But there is also this-you cannot just accept part of the Constitution. With great rights come great responsibilities and among those is the freedom to DISAGREE. While the actor from "Hamilton" was certainly free to express his opinions-did he take a poll to assure that they reflected every other player, union worker and member of the audience? Or did he instead use his position to play the bully and take what should be a positive social event and turn it into yet another boring liberal political moment?
Beyond the liberal coasts, this doesn't necessarily play well. I teach Art History and one thing we noted as a class is that art can only be produced in those societies functioning well enough to afford their members to do things beyond the production of goods for survival. Right now, as reflected in the recent election, many many more Americans feel this nation is headed down the wrong path. Americans by and large do not trust the media outlets, who have used their position to bully in a similar fashion and it is hurting them. Newspapers are struggling. And you would think that artists, being more creative and observant, would learn from their mistakes.

***

Exercises -
• A. In the commentary, which people does the writer ask whether the actor from "Hamilton" polled? List each one.
• B. Condense the commentary's paragraph that begins "Beyond the liberal coasts" into a shorter version that keeps its main points.
• C. Quote the stretch of the commentary from "But there is" through "liberal political moment?".

***

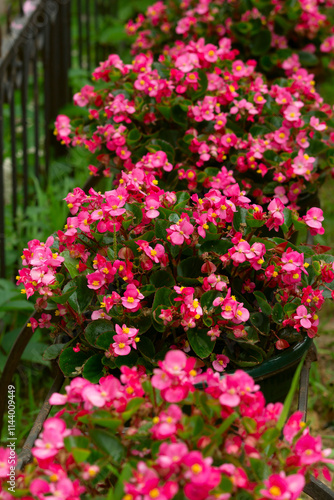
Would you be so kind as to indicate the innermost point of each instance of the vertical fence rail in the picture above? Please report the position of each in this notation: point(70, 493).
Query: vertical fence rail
point(26, 61)
point(36, 55)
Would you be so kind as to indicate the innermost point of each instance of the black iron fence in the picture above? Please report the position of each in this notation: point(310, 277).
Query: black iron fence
point(36, 54)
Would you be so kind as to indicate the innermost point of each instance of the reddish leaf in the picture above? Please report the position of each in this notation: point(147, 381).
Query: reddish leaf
point(282, 344)
point(320, 248)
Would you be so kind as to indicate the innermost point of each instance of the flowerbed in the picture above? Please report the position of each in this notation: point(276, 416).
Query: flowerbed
point(143, 438)
point(188, 259)
point(191, 249)
point(279, 34)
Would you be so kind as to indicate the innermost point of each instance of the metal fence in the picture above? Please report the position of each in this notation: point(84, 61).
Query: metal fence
point(35, 58)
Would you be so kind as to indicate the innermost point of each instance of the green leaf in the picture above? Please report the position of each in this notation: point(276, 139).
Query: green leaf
point(260, 322)
point(136, 210)
point(257, 130)
point(63, 298)
point(71, 362)
point(146, 347)
point(192, 427)
point(208, 298)
point(179, 115)
point(96, 328)
point(203, 85)
point(226, 424)
point(108, 443)
point(18, 305)
point(102, 418)
point(249, 424)
point(200, 343)
point(71, 442)
point(278, 313)
point(263, 303)
point(82, 296)
point(161, 145)
point(239, 217)
point(289, 309)
point(165, 111)
point(260, 43)
point(161, 297)
point(160, 229)
point(162, 278)
point(93, 369)
point(70, 263)
point(287, 219)
point(190, 267)
point(53, 351)
point(80, 454)
point(307, 58)
point(104, 340)
point(133, 136)
point(289, 398)
point(128, 360)
point(260, 468)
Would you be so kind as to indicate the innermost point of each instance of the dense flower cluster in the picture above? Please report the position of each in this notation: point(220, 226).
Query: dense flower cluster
point(200, 118)
point(120, 437)
point(211, 166)
point(138, 270)
point(279, 33)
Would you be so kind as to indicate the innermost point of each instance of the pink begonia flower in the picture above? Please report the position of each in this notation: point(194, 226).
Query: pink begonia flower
point(175, 376)
point(170, 455)
point(276, 219)
point(152, 202)
point(122, 345)
point(315, 123)
point(214, 333)
point(293, 426)
point(100, 314)
point(96, 280)
point(63, 127)
point(220, 362)
point(82, 98)
point(165, 425)
point(234, 386)
point(132, 297)
point(303, 316)
point(51, 439)
point(130, 332)
point(91, 395)
point(38, 487)
point(179, 232)
point(156, 254)
point(313, 219)
point(115, 205)
point(6, 461)
point(309, 450)
point(281, 487)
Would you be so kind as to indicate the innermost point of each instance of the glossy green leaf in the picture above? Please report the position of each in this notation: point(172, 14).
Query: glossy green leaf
point(82, 296)
point(96, 328)
point(263, 303)
point(277, 313)
point(71, 362)
point(70, 263)
point(108, 443)
point(162, 278)
point(200, 342)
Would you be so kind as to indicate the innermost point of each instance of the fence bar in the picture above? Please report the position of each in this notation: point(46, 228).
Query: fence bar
point(12, 362)
point(317, 490)
point(24, 100)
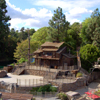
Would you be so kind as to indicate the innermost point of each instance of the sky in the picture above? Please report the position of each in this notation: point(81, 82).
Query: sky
point(37, 13)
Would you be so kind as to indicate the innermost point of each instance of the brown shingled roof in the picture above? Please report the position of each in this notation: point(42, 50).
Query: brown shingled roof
point(49, 49)
point(53, 44)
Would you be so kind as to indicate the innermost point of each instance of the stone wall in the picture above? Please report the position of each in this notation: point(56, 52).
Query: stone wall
point(40, 73)
point(80, 82)
point(93, 76)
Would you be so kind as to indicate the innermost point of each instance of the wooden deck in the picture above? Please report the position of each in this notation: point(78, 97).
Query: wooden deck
point(16, 96)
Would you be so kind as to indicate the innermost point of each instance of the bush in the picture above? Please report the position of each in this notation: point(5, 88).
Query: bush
point(53, 89)
point(79, 74)
point(46, 88)
point(62, 96)
point(21, 60)
point(12, 65)
point(97, 93)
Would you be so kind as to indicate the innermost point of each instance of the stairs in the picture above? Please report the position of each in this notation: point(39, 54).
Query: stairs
point(50, 75)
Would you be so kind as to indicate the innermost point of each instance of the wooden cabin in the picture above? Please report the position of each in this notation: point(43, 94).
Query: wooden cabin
point(53, 55)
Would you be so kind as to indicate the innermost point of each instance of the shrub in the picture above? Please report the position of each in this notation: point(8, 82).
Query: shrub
point(53, 89)
point(12, 64)
point(21, 60)
point(79, 74)
point(97, 93)
point(33, 99)
point(46, 88)
point(62, 96)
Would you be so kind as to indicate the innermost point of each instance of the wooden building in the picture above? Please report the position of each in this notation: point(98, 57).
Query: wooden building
point(53, 55)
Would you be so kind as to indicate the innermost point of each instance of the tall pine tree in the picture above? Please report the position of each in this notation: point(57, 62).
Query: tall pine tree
point(93, 29)
point(4, 27)
point(58, 26)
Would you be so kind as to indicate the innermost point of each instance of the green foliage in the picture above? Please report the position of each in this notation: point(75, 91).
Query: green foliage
point(62, 96)
point(89, 52)
point(53, 89)
point(46, 88)
point(21, 60)
point(73, 35)
point(83, 34)
point(97, 92)
point(21, 50)
point(58, 26)
point(93, 29)
point(12, 65)
point(86, 64)
point(4, 29)
point(33, 99)
point(40, 35)
point(79, 74)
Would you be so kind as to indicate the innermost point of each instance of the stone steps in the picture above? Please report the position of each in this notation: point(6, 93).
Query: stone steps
point(17, 96)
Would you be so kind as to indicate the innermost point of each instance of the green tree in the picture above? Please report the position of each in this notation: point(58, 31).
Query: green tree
point(40, 35)
point(21, 50)
point(93, 29)
point(73, 35)
point(58, 26)
point(83, 34)
point(38, 38)
point(90, 53)
point(4, 27)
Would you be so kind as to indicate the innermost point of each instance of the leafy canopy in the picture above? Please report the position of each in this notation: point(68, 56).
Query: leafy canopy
point(89, 52)
point(58, 26)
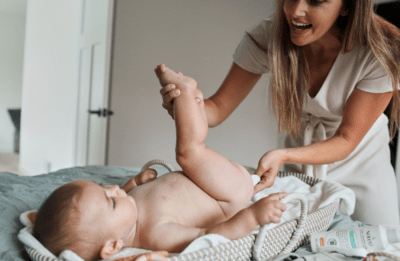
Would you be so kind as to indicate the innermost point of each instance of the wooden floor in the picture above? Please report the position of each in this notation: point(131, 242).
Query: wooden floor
point(9, 163)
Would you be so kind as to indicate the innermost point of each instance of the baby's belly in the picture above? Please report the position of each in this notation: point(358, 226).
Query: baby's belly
point(174, 197)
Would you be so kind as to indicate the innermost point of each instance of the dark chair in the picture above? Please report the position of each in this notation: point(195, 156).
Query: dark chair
point(390, 11)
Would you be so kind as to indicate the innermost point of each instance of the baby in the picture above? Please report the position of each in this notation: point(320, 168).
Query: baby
point(209, 196)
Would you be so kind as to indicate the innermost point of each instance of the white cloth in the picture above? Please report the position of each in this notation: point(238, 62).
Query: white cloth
point(367, 170)
point(318, 196)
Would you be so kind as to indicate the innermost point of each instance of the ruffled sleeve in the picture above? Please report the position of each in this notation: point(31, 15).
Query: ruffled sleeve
point(252, 52)
point(374, 78)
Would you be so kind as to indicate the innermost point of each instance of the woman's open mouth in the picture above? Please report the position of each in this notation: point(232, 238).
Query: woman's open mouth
point(300, 26)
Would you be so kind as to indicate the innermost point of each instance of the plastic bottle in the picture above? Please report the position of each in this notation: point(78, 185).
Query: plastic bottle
point(358, 241)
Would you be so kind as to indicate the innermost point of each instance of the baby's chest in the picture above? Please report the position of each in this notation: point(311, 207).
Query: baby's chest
point(184, 203)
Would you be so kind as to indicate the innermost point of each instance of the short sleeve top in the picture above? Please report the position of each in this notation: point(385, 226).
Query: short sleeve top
point(359, 68)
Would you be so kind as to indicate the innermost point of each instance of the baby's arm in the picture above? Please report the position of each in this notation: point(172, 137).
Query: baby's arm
point(143, 177)
point(219, 177)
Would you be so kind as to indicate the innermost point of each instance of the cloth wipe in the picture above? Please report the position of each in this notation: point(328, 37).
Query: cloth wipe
point(320, 195)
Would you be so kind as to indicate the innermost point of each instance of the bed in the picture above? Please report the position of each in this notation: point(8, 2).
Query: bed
point(20, 193)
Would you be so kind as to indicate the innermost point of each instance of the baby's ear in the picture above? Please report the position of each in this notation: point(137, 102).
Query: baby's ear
point(111, 247)
point(32, 216)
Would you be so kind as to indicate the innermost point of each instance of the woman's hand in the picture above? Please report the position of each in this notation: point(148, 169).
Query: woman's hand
point(269, 209)
point(268, 168)
point(143, 177)
point(169, 92)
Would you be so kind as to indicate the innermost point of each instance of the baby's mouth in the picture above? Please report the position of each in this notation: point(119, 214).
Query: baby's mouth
point(300, 26)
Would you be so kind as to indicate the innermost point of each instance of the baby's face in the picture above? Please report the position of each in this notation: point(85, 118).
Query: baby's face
point(108, 209)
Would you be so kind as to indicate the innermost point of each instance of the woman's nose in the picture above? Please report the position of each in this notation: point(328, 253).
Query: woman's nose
point(299, 8)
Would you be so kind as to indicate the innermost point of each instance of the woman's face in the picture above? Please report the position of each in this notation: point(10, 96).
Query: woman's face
point(312, 21)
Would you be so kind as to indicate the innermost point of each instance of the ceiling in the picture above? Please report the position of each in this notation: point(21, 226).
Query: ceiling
point(13, 6)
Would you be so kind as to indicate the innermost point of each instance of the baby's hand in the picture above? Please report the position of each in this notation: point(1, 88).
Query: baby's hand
point(172, 84)
point(269, 210)
point(145, 176)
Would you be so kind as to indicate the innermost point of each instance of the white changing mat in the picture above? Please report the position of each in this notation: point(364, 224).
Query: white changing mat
point(320, 195)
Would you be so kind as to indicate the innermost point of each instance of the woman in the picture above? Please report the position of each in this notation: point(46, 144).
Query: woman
point(334, 69)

***

Replies -
• A.
- Every other player
- Union workers
- Members of the audience

• B. This doesn't necessarily play well beyond the liberal coasts. In my Art History class, we noted that art can only be produced in societies functioning well enough for their members to do more than produce goods for survival. The recent election shows that many more Americans feel the nation is headed down the wrong path. Most Americans distrust the media, which has used its position to bully in a similar way, and newspapers are struggling. You would think artists, being creative and observant, would learn from those mistakes.

• C.
But there is also this-you cannot just accept part of the Constitution. With great rights come great responsibilities and among those is the freedom to DISAGREE. While the actor from "Hamilton" was certainly free to express his opinions-did he take a poll to assure that they reflected every other player, union worker and member of the audience? Or did he instead use his position to play the bully and take what should be a positive social event and turn it into yet another boring liberal political moment?